_ВЫБРАННЫЙ ТЕКСТ_
Этот процесс бракосочетания за канцелярским столом, запачканным, закапанным чернилами, был весело осмеян за ужином в дружеской компании.
— Я боялся, что она выдаст похоронные свидетельства, — говорил Женя. — Ты заметил, что она и женит, и хоронит? Когда она вас бракосочетала, она просто спутала выражение лица, выдала как на похороны.
Так я и вижу его источающим радость и веселье, но с нарочито серьезным лицом, преисполненного дружбы и любви, но с обязательным острым словом.
— Ты заметил, что у меня римский профиль? — как-то вымолвил он и принял позу Юлия Цезаря.
Весьма возможно, что у него был профиль, который обычно называется римским. Наверное, Женю можно было назвать также полным и высоким, даже «крупным мужчиной». Но эти слова мало что определяют в нем. Они не передают той внутренней жизни, которая одушевляла весь его облик, постоянно меняя оттенки его голоса, жесты, выражение лица.

_ЗАДАНИЕ 1_
Выпишите из отрывка о Жене фрагмент, начиная со слов «Этот процесс бракосочетания» и далее вплоть до слов «как на похороны.».
_ЗАДАНИЕ 2_
Продолжите отрывок о Жене, начав сразу после его последнего предложения.
Записи представляют собой отдельный материал и с этим текстом не связаны.

_ИСХОДНЫЕ ДАННЫЕ_

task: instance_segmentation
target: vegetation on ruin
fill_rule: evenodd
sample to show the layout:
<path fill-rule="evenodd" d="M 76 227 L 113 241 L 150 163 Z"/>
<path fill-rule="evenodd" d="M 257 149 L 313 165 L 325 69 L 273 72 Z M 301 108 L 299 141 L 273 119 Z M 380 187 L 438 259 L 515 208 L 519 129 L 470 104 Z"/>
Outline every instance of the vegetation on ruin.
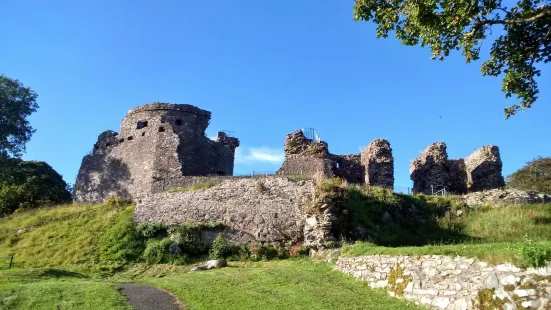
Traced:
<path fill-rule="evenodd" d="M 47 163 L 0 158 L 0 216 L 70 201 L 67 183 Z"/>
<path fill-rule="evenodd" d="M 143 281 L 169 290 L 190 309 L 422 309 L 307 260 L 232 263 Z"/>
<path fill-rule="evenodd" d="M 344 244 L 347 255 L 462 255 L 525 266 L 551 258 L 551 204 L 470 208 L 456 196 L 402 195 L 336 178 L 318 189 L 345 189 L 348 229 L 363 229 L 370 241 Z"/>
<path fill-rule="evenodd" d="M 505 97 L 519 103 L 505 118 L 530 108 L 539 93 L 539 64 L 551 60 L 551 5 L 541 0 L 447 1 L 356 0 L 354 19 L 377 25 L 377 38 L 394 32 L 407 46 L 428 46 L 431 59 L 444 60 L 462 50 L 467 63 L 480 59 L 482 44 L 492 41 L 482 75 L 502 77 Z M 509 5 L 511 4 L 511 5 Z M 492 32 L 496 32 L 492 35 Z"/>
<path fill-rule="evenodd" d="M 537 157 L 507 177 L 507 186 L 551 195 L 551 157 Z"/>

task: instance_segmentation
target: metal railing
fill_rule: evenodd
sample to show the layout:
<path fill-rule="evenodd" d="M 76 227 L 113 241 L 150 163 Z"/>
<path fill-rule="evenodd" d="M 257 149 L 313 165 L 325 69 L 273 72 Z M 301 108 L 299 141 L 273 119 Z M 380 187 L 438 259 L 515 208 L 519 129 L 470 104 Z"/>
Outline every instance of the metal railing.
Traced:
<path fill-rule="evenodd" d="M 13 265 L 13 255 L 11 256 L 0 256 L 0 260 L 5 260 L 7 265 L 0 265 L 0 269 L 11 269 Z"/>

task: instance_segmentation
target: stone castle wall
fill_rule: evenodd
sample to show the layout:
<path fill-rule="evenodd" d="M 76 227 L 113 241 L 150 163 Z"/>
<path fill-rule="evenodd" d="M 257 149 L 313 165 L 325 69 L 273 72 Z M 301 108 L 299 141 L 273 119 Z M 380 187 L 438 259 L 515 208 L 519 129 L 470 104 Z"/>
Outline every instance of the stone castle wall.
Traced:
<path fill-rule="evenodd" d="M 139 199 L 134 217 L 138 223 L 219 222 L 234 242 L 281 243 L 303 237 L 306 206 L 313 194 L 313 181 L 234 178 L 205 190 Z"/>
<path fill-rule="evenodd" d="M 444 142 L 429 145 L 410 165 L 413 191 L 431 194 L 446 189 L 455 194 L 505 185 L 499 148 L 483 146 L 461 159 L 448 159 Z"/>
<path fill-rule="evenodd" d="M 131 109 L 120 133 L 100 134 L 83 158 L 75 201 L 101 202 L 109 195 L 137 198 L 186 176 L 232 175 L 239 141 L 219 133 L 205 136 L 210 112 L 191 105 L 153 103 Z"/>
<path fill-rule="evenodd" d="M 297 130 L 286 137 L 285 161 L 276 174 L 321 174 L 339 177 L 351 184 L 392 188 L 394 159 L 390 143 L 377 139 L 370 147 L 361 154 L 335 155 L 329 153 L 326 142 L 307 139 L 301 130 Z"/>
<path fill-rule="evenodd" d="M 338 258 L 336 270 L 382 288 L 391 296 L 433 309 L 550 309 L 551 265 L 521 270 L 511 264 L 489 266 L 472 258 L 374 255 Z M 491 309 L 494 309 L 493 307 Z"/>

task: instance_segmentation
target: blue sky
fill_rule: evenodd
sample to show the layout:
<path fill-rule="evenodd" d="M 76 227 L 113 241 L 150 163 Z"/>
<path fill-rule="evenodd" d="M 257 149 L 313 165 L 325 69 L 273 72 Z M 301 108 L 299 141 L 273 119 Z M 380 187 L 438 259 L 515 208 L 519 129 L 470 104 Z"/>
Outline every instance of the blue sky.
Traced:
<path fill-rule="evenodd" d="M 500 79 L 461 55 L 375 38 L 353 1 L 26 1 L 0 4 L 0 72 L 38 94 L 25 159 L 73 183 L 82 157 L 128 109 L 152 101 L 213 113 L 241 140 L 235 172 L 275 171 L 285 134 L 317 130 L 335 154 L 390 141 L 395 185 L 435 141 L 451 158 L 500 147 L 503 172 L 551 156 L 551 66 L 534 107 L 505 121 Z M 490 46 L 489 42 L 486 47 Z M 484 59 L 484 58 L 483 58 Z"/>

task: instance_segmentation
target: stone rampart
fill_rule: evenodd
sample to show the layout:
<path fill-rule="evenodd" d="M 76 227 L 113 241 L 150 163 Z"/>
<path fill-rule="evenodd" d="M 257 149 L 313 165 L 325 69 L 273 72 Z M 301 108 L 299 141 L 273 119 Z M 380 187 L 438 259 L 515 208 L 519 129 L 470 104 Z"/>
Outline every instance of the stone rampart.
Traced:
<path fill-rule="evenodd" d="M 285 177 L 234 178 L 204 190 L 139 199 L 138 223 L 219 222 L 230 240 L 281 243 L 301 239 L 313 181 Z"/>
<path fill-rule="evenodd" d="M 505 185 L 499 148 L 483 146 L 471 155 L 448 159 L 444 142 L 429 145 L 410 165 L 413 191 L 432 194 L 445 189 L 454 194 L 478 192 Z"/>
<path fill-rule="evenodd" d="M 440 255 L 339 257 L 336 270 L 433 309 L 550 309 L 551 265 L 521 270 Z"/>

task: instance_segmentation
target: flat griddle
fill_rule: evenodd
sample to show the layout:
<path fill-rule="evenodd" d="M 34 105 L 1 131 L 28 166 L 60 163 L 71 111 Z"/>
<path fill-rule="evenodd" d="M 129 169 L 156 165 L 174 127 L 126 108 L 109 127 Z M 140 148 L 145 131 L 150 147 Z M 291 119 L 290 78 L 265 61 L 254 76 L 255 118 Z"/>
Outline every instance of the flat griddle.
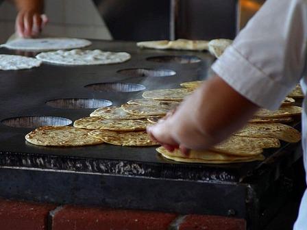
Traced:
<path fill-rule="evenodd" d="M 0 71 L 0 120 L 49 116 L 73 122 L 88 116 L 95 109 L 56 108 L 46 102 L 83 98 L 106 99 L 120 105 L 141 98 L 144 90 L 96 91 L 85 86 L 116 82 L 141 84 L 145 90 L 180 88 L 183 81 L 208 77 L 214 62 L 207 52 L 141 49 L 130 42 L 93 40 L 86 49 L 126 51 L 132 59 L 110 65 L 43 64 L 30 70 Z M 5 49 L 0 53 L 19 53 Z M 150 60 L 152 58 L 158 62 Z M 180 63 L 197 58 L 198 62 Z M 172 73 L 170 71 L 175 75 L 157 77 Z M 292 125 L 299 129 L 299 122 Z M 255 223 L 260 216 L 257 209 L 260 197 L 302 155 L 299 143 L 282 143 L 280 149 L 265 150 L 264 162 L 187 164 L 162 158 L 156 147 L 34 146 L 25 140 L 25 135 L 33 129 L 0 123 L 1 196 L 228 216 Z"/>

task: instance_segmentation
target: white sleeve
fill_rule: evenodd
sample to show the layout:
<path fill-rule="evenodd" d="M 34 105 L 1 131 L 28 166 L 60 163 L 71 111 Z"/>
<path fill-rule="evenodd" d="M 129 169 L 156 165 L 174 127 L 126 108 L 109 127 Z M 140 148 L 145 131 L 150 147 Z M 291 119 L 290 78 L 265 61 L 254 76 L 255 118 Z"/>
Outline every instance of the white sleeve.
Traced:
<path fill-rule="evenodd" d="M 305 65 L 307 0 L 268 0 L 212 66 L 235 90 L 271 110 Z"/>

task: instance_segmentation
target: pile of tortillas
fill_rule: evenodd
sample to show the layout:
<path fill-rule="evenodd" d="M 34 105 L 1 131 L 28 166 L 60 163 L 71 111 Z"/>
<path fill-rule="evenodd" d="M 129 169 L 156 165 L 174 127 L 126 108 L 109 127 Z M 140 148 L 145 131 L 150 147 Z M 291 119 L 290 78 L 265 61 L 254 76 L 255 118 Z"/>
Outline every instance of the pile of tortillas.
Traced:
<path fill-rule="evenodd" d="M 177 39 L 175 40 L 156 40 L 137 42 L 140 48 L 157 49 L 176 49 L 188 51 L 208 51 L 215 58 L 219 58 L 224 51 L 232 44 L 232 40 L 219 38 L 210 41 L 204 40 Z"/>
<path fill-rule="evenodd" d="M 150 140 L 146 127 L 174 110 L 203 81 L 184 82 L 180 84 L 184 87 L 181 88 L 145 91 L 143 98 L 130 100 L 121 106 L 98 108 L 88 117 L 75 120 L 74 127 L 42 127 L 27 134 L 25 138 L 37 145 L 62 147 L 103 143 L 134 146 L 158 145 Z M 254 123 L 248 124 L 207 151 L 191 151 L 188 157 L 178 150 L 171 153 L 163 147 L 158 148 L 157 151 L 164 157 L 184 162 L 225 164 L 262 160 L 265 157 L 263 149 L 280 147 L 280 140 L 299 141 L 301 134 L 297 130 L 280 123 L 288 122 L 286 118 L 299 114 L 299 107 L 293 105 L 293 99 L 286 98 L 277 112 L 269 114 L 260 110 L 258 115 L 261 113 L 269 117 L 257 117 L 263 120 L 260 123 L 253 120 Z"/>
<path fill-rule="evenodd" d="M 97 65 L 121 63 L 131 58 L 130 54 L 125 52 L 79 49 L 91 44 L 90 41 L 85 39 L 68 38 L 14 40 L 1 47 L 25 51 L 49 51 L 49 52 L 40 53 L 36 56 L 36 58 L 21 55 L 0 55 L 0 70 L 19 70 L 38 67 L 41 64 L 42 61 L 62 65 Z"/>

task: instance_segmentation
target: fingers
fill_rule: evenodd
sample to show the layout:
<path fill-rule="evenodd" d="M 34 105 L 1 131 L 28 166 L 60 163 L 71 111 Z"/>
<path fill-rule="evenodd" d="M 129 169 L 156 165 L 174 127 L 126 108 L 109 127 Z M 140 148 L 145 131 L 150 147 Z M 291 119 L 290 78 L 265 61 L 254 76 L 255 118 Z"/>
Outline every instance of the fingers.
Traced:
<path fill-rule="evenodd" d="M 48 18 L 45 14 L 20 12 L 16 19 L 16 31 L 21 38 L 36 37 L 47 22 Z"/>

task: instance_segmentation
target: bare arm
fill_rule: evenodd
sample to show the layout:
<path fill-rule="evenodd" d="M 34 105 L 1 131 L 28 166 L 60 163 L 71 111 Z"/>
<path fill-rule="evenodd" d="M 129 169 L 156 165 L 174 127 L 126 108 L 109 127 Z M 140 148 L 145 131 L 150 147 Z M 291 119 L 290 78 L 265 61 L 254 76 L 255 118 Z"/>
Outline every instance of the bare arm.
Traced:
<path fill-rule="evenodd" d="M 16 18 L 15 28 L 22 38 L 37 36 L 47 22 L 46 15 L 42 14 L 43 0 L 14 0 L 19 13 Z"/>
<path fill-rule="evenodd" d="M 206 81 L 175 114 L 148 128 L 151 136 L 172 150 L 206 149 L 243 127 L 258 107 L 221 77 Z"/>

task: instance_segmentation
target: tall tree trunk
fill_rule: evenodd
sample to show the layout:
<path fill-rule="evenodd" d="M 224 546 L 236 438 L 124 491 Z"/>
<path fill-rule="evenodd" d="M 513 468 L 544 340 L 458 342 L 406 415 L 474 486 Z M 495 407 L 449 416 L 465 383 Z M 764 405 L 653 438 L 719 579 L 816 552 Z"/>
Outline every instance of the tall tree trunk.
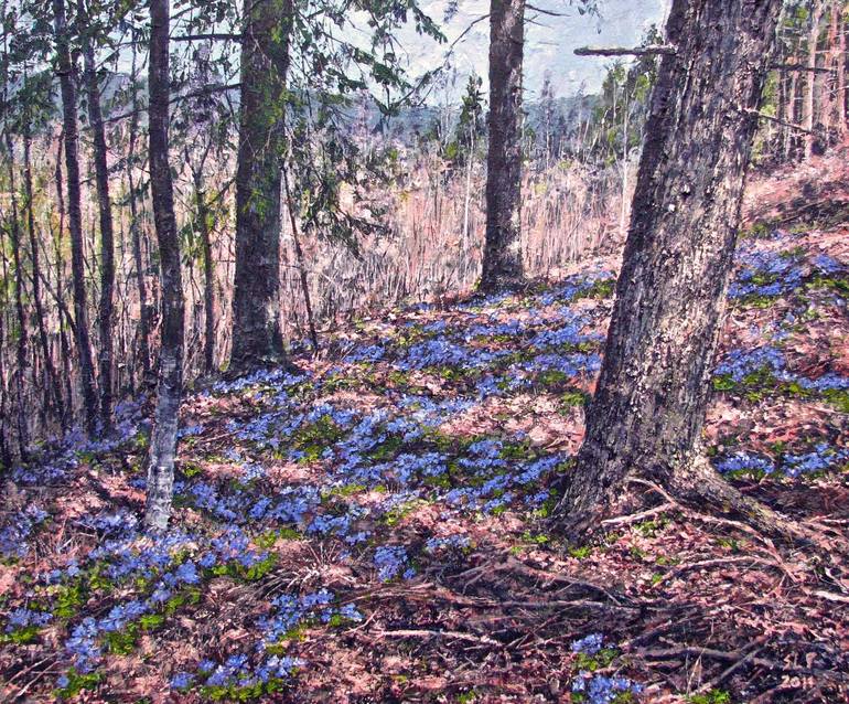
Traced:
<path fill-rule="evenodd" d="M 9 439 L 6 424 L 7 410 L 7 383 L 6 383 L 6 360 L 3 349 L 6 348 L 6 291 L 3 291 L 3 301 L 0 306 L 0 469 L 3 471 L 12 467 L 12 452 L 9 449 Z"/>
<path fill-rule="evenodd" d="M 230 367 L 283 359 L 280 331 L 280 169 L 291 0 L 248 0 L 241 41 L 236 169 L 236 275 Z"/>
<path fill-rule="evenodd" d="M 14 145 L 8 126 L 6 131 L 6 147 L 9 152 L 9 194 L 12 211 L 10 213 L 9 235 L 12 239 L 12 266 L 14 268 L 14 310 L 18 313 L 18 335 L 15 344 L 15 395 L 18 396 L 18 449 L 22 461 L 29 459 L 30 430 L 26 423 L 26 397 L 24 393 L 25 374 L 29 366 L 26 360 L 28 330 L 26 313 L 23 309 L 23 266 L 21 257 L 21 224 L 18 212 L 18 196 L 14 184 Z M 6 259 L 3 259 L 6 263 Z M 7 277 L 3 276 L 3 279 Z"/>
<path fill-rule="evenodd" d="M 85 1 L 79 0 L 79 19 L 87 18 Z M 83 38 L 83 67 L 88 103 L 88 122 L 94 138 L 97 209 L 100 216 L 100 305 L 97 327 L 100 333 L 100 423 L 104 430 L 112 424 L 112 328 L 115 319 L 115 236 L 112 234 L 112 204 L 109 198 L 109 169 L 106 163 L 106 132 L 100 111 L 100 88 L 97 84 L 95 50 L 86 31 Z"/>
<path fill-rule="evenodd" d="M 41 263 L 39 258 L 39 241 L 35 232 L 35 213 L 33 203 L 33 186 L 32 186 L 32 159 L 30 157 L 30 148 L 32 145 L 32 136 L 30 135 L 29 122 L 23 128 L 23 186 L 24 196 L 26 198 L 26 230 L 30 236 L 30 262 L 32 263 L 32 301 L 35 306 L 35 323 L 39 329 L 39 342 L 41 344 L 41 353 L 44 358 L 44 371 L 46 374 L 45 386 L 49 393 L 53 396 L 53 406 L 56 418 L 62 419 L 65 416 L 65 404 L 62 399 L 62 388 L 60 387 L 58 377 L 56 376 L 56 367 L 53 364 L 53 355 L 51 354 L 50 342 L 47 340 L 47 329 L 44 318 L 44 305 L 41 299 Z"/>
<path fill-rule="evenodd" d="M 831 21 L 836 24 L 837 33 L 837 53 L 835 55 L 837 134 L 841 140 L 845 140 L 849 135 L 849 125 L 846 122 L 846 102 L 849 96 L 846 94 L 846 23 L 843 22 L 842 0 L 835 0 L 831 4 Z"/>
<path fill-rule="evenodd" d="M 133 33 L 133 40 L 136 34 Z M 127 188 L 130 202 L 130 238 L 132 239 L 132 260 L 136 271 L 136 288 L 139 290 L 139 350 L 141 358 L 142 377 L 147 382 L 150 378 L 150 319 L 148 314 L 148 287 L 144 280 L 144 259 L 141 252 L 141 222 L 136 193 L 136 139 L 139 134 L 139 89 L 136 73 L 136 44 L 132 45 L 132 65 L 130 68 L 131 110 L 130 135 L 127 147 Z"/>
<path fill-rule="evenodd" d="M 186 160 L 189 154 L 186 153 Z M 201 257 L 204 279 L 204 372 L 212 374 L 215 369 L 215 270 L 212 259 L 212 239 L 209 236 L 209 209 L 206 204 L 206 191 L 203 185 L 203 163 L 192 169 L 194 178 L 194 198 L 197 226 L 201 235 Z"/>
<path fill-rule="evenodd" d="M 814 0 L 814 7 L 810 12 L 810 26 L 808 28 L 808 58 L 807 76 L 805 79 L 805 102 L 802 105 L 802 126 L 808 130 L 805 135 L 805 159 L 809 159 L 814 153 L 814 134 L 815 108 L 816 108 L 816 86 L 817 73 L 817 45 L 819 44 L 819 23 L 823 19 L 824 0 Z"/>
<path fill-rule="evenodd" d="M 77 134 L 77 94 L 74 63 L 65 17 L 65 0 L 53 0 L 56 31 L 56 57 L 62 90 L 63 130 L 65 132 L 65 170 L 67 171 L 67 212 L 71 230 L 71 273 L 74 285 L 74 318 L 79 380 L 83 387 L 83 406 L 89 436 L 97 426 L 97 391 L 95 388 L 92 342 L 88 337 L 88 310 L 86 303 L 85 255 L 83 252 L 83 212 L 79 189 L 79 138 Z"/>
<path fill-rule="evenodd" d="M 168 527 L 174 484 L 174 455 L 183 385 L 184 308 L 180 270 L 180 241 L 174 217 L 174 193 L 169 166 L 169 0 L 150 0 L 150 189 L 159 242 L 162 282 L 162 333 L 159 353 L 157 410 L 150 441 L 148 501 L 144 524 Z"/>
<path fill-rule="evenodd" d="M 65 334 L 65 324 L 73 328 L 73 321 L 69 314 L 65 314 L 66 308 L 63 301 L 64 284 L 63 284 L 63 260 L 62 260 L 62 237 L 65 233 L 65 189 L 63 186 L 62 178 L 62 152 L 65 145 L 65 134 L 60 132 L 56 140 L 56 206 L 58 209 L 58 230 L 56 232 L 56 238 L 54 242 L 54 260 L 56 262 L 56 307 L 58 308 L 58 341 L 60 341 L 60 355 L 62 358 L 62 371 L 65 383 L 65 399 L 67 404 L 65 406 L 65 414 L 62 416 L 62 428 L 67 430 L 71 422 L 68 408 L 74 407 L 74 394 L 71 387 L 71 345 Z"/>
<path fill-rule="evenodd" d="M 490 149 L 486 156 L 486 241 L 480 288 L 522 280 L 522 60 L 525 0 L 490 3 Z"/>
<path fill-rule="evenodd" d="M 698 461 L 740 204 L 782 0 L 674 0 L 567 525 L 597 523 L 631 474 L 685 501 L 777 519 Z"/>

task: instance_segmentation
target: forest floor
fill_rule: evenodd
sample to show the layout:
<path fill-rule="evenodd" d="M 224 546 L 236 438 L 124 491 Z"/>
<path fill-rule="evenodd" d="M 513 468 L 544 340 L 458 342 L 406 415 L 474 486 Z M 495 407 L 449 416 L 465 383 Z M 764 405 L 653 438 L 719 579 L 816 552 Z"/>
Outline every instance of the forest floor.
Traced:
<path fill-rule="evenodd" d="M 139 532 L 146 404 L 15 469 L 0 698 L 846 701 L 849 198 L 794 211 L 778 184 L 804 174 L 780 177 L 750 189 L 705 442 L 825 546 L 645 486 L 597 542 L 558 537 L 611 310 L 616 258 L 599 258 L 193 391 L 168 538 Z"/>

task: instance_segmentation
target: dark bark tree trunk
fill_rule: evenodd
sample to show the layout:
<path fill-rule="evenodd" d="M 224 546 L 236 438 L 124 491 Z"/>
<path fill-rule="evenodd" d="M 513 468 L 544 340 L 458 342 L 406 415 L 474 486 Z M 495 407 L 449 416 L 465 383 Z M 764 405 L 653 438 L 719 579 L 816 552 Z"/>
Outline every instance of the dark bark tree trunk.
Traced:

_ПОЛЕ ОТВЕТА 1_
Этот процесс бракосочетания за канцелярским столом, запачканным, закапанным чернилами, был весело осмеян за ужином в дружеской компании.
— Я боялся, что она выдаст похоронные свидетельства, — говорил Женя. — Ты заметил, что она и женит, и хоронит? Когда она вас бракосочетала, она просто спутала выражение лица, выдала как на похороны.

_ПОЛЕ ОТВЕТА 2_
Его произведения много переводились на иностранные языки. Показывая мне как-то свои книги, изданные за рубежом, он вымолвил:
— Могу же и я наконец хоть раз похвастаться! Да, о себе говорить он не умел и не любил.
Болезнь прогрессировала быстро. Когда пришел мой черед шагнуть через грань шестидесяти лет, Женя уже не выходил из дому, лежал безнадежно больной. И телеграмма, которую он прислал мне, была уже совсем лишена шутливого тона: «…Столько прожито вместе и рядом! Все время вспоминаю журнал «Забой» в Донбассе, «Всесоюзную Кочегарку», соляной рудник имени Либкнехта… Целую тебя крепко. Работай как работал — все будет отлично. Твой старый друг Евгений Шварц».
Однажды, когда я зашел к нему, он слишком оживился, громко заговорил. Зная, что ему нужен прежде всего полный покой, я встревожился. Но покой был противопоказан ему. Я вышел в соседнюю комнату. Страшно, когда умирает старый друг и ничем нельзя спасти.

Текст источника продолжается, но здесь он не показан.